### Problem details
Give back every entry exactly as it is written, but not the pictures.

Stored data entries:
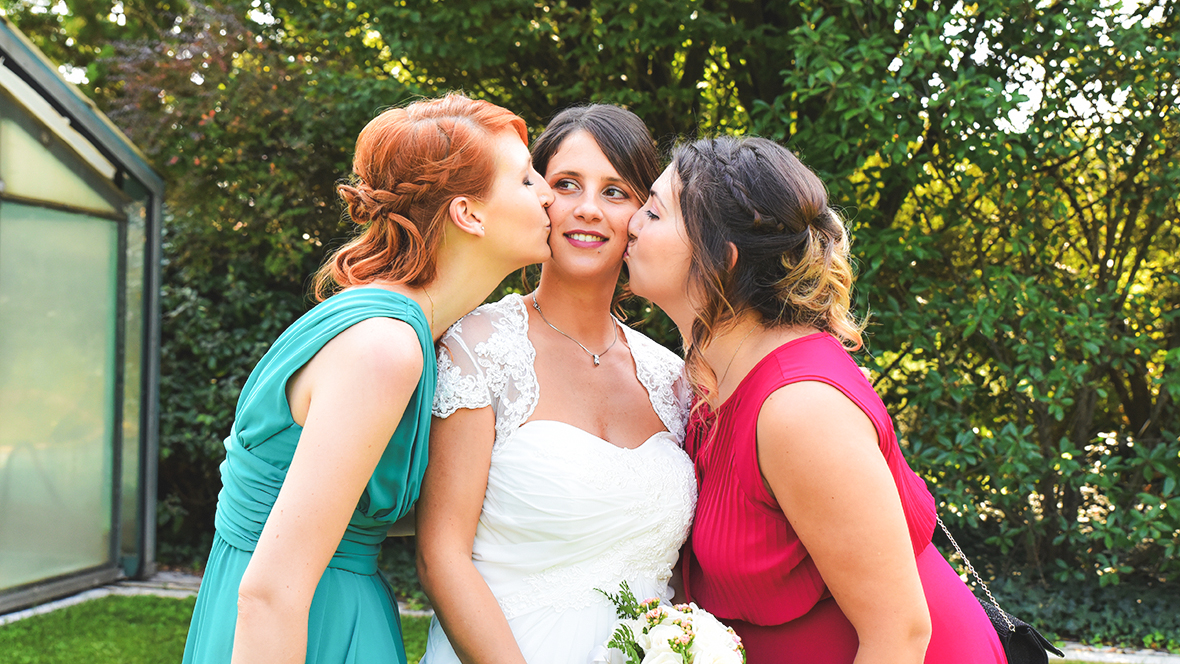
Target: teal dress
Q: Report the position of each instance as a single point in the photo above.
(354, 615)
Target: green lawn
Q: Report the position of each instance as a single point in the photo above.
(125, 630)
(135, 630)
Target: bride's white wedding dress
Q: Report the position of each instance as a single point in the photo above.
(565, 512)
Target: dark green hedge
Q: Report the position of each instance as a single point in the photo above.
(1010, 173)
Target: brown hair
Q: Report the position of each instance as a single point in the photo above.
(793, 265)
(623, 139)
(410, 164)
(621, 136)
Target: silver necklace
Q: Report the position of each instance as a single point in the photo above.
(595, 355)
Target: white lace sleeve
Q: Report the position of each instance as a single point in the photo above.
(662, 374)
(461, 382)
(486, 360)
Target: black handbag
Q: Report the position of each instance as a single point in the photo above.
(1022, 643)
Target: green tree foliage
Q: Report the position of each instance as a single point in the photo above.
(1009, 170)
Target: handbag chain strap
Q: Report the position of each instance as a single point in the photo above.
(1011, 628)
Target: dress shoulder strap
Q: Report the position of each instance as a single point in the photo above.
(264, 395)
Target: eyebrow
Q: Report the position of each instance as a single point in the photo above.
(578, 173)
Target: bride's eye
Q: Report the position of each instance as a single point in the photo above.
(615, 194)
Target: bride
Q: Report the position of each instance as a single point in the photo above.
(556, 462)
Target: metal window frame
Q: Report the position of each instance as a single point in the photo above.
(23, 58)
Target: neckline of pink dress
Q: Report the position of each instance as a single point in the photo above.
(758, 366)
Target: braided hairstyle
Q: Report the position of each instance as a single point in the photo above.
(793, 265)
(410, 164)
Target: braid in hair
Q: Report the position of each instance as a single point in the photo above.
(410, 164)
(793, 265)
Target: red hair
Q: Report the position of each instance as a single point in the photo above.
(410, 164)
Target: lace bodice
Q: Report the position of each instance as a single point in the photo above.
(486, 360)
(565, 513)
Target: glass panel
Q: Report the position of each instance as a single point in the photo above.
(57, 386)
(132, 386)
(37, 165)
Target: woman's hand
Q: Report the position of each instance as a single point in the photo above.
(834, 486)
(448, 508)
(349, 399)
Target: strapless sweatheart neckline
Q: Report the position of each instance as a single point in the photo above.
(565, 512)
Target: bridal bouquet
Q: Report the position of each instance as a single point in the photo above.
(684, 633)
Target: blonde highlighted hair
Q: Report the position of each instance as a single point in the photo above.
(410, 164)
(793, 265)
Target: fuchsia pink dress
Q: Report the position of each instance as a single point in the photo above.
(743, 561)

### Task response
Target: teal dress
Q: Report the position of each instance as a single point in the photo above.
(354, 615)
Target: green lawn
Q: Report the position of each instance as a single point in the photo above.
(125, 630)
(135, 630)
Target: bride's white wedding dress
Q: Report the position of each instance as a single point in the photo above.
(565, 512)
Target: dark green hedge
Q: Report the position of each instance as a single point in the photo above.
(1010, 173)
Target: brown hair
Q: Report the position of each instance as a single point in the photo above.
(793, 265)
(623, 139)
(410, 164)
(621, 136)
Target: silver necklace
Q: Report the position of each instance as a single point in the photo above.
(595, 355)
Target: white lace sleeve
Q: Report the position of each instance as a single point in the photo above.
(662, 374)
(461, 382)
(486, 360)
Target: black handbag
Q: Report the position of each instance as a single point in the photo above.
(1022, 643)
Target: green tree foliage
Q: Report the position of each instance as a single point in the photo above.
(1009, 170)
Target: handbag chain strap
Q: Report the position of each instance as a single point in the photo above.
(1011, 628)
Target: dress shoulder strap
Q: Report the position of each instance as a single point in the photo above.
(264, 395)
Target: eyebrow
Q: Report the position of each instance as a single point in the photo above.
(578, 173)
Target: bride's eye
Q: Report the position of each instance as a single point in the photo above.
(615, 194)
Target: bride
Q: Report the position of each instance as a single point in the photo above.
(556, 462)
Target: metal window frame
Q: Report the position of each instance as a single point in the photo above.
(23, 58)
Target: neckline of pink dress
Q: Report the position of each instance as a single point in the photo above.
(758, 366)
Target: braided hairstyle
Q: Report the position of each instance as a single point in the photo above.
(793, 265)
(410, 164)
Target: braid in hair
Q: Report the position of each instance as a single point in the photo above.
(410, 164)
(793, 265)
Target: red hair
Q: Report the position of each instance as a single point in the photo above.
(410, 164)
Target: lace bodice
Q: Report the position of each instance as a single point in the photo above.
(486, 360)
(565, 513)
Target: glass panel
Q: Report the position of each instance as a single point in the photo above.
(57, 386)
(132, 386)
(37, 165)
Target: woman's hand
Q: Report the position of each instance as a single point in the photo above.
(834, 486)
(448, 508)
(349, 399)
Target: strapless sweatheart neckline
Q: Report the position of each instance as a single point in the photo above.
(565, 512)
Target: bridal bouquet
Q: Report the position of each instance as a single point in the photo above.
(684, 633)
Target: blonde highlighted hair
Q: Report the position of each instance as a single point in the photo above.
(410, 164)
(793, 265)
Target: fuchsia pink dress
Q: Report the position of each instance as a single point in the photo above.
(743, 561)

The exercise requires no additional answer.